# Source document

The rest of the show will hit all the beats you expect, where Akko and crew go to class and gain additional abilities, and more side characters are introduced. That's really where this show shines. The characters are all great. I could list a dozen off the top of my head that I really liked, and in that vein of being aimed at a younger audience, nobody's ever irredeemable. It's another of those shows I've touted in the past that throws a relatively large number of characters at you pretty quickly but makes them all immediately likable and memorable. Akko even quickly gains a rival, at least according to Akko, and in a refreshing play on the trope, this girl, Diana Cavendish, is almost immediately shown to be a good person at heart.

There's an additional plot arc, which will supply the main conflict for the series, of Akko trying to figure out all the secrets of Chariot's wand that she now possesses, with the help of a sympathetic faculty member, Professor Ursula, who takes on the role of Akko's mentor. Well, not so much takes it on as gets ordered to by the headmistress, though she would have wanted to anyway. What's also not so surprising is that Akko is pretty inept at magic, and she barely improves, making me wonder how she got admitted to the school in the first place. This also ties in with the school wanting to repair magic's image in the larger world, and some political goings-on that have various effects on specific characters, plus a shady figure trying to take advantage of it.

And then there's the twist. There's a big reveal, but one that had been heavily foreshadowed since very early on, and even before they started letting on, it was pretty obvious it would turn out that way. However, when even the character who needs to know finally learns the secret, there's an additional twist thrown in that I thought was very well done.

Sweet story, great characterization (Constance is best witch, and how appropriate that the show ends with a little gem from her), good art, good music. An easy recommendation. My only complaint was that they glossed over how Chariot had originally lost her wand such that Akko could have found it. I thought they would have made a plot point that she'd given it up, ran out of time in the task she was trying to complete with it, or been judged unworthy of it for some reason, but it just gets ignored.

The show was originally pitched by concept, and an example episode was made as a short film, which has the same title as the series. It could reasonably slot in as a bonus episode sometime during the series, though the series did go a different direction on a couple of the plot points. Then before the series premiered, another short film was made, this one double length, called Little Witch Academia: The Enchanted Parade. It also could easily slot in as a bonus episode during the early to middle part of the series, and I'd recommend watching them after the series, or at least partway into it, to avoid some minor spoilers.

# Given request A
Locate every line in the listing below that contains the string "geometry", treating uppercase and lowercase as different, and copy each one.

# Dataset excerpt
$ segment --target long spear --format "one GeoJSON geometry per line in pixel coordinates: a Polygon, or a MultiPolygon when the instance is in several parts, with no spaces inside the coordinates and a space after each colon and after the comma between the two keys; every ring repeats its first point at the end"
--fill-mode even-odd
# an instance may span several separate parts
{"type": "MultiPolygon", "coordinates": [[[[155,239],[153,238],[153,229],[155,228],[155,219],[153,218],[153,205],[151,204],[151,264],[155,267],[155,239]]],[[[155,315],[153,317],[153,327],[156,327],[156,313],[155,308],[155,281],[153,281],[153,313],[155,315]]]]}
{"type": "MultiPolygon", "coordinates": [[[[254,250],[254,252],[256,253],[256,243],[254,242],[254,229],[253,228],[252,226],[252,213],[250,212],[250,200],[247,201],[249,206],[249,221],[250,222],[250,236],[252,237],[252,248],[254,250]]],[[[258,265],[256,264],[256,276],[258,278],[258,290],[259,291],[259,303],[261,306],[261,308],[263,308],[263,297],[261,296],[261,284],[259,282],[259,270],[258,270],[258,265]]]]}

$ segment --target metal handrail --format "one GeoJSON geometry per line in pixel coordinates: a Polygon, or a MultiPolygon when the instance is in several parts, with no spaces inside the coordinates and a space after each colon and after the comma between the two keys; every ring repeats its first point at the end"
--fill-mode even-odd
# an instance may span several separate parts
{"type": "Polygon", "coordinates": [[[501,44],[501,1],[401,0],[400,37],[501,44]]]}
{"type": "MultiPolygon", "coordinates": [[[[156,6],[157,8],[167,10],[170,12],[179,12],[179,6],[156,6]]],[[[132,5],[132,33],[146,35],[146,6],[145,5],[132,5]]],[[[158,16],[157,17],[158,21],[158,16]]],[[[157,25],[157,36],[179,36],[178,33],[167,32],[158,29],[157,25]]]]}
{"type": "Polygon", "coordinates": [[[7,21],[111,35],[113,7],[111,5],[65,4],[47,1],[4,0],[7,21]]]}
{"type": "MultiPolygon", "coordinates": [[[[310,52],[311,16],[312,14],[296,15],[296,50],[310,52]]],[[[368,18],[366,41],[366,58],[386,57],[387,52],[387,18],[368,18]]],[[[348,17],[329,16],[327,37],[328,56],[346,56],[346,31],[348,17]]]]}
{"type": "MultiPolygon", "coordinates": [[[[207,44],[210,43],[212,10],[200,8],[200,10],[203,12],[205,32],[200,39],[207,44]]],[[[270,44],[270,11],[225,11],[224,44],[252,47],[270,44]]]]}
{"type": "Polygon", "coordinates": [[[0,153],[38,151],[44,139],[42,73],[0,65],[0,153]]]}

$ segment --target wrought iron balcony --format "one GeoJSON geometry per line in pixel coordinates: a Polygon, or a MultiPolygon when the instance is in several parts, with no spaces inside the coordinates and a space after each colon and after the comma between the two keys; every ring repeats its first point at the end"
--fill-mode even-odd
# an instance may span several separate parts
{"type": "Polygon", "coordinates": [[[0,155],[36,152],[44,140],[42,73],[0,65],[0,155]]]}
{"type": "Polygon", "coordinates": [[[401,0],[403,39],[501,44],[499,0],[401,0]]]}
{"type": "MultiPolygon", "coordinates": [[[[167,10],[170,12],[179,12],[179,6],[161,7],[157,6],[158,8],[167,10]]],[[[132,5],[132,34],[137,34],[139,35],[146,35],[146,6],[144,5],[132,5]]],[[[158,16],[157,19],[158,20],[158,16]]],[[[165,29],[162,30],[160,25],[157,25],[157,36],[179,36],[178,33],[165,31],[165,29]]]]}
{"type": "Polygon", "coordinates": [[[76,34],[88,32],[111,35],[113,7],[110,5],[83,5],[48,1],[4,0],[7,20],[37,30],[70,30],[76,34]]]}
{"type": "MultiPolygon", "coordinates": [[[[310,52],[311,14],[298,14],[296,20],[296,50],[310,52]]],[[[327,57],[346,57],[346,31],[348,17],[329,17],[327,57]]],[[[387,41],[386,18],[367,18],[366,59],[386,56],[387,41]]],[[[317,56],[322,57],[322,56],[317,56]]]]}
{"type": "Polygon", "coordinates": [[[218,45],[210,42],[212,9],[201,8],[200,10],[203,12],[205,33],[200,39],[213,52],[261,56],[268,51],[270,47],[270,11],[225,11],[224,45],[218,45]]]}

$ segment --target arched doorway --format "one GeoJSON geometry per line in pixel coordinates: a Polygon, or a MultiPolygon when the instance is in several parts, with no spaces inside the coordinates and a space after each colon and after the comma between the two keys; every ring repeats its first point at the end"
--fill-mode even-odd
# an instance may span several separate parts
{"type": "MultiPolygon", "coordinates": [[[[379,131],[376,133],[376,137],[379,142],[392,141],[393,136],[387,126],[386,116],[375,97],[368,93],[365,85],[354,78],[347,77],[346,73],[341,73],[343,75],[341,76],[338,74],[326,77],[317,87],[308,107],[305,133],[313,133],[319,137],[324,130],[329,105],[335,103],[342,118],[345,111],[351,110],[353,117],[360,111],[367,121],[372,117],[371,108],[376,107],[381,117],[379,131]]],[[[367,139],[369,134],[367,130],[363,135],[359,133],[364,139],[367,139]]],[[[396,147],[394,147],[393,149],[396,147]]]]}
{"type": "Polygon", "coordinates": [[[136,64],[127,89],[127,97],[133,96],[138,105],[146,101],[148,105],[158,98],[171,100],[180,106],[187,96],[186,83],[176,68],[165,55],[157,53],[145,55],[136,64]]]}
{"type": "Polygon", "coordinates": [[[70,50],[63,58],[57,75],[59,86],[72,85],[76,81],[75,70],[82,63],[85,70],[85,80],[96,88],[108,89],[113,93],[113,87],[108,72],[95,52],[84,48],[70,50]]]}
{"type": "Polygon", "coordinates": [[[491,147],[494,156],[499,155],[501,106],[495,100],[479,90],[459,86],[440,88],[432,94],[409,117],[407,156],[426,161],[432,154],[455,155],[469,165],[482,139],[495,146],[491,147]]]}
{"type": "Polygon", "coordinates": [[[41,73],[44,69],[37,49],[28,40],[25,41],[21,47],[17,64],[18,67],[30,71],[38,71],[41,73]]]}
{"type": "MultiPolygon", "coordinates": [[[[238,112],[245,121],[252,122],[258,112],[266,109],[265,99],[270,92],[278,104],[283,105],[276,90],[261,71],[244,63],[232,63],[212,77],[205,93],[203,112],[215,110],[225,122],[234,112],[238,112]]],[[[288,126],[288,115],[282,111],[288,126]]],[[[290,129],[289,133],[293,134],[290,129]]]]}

# Given request B
According to the review, what was the double-length short film made before the series premiered called?

# Exercise response A
$ segment --target long spear --format "one GeoJSON geometry per line in pixel coordinates: a Polygon, or a MultiPolygon when the instance is in several parts, with no spaces inside the coordinates and a space after each colon and after the comma between the two keys; every ring repeats its first point at the end"
$ segment --target metal handrail --format "one GeoJSON geometry per line in pixel coordinates: a Polygon, or a MultiPolygon when the instance is in several parts, with no spaces inside the coordinates and a space after each colon and after the comma between the two keys; every ring repeats its first point at the end"
$ segment --target wrought iron balcony --format "one GeoJSON geometry per line in pixel coordinates: a Polygon, or a MultiPolygon when the instance is in several parts, with no spaces inside the coordinates and a space after each colon and after the comma between the two keys; every ring repeats its first point at the end"
$ segment --target arched doorway --format "one GeoJSON geometry per line in pixel coordinates: a Polygon, or a MultiPolygon when the instance is in several parts, with no spaces inside the coordinates and a space after each colon and after the comma between the two keys; every ring repeats its first point at the end"

# Exercise response B
Little Witch Academia: The Enchanted Parade